== Questions to answer ==
1. In the phylogenetic analysis section, how many single-copy gene groups were identified and extracted?
2. For each statement, answer yes or no on whether it agrees with the phylogenetic analysis section, and quote the deciding words: (a) The protein sequences were aligned with MAFFT v7.467. (b) The phylogenetic tree was built with 100 replicates. (c) ModelFinder produced the substitution model.

Top of Given text

2.5 Phylogenetic analysis and divergence time estimation

We used OrthoMCL (L. Li, Stoeckert, & Roos, 2003) to identify the gene families (orthologous and paralogous groups) in S. tetraptera and the other eleven species: O. sativa , C. gigantea, V. vinifera, C. canephora, C. roseus, Gelsemium sempervirens (Franke et al., 2019), Gardenia jasminoides (Xu et al., 2020), Eucommia ulmoides (Wuyun et al., 2018), Capsicum annuum ,Aquilegia coerulea (Filiault et al., 2018), andCamellia sinensis (Xia et al., 2020). A total of 485 single-copy gene groups were identified and extracted. For each gene, the protein sequences were aligned by MAFFT v7.467 (Katoh & Standley, 2013), and then the coding sequences (CDS sequences) were aligned by PAL2NAL v.14 (Suyama, Torrents, & Bork, 2006) under the guidance of corresponding protein alignments. For all CDS alignments, the conserved sites were extracted to generate the concatenated sequences for each species. Finally, the phylogenetic tree was constructed by IQ-TREE (Nguyen, Schmidt, Von Haeseler, & Minh, 2015) v1.6.9, with the best-fitted substitution model produced by ModelFinder (Kalyaanamoorthy, Minh, Wong, Von Haeseler, & Jermiin, 2017) and 1,000 replicates (-bb 1000 -m MFP).

Bottom of Given text
Top of Information given

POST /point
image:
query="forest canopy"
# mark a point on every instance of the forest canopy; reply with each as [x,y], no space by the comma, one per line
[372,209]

Bottom of Information given
Top of Information given

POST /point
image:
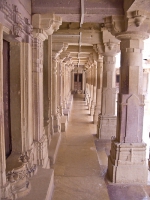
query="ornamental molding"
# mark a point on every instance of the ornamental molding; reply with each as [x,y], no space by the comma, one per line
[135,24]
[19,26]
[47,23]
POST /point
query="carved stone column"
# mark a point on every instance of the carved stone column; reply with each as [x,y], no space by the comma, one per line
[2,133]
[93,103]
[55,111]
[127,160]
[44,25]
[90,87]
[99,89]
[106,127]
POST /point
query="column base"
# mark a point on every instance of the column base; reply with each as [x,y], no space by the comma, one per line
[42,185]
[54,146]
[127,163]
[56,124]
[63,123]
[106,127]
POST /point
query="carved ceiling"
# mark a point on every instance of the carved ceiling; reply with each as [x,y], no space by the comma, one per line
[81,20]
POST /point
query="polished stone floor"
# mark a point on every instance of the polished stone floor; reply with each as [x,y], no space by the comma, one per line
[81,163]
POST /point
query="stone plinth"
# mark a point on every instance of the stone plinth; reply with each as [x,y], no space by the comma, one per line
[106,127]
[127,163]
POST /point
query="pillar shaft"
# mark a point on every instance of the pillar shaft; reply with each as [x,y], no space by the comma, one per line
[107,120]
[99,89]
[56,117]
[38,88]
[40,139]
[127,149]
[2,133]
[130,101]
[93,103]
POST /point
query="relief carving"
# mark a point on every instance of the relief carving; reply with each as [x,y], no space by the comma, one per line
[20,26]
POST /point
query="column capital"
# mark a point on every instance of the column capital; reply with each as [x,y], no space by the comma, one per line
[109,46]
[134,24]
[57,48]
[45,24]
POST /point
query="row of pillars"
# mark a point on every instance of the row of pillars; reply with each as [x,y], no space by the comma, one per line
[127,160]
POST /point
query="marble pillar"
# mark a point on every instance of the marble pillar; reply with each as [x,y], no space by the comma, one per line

Bottom of Information given

== Results in order ==
1. 485

2.
(a) Yes: "the protein sequences were aligned by MAFFT v7.467"
(b) No: "1,000 replicates"
(c) Yes: "the best-fitted substitution model produced by ModelFinder"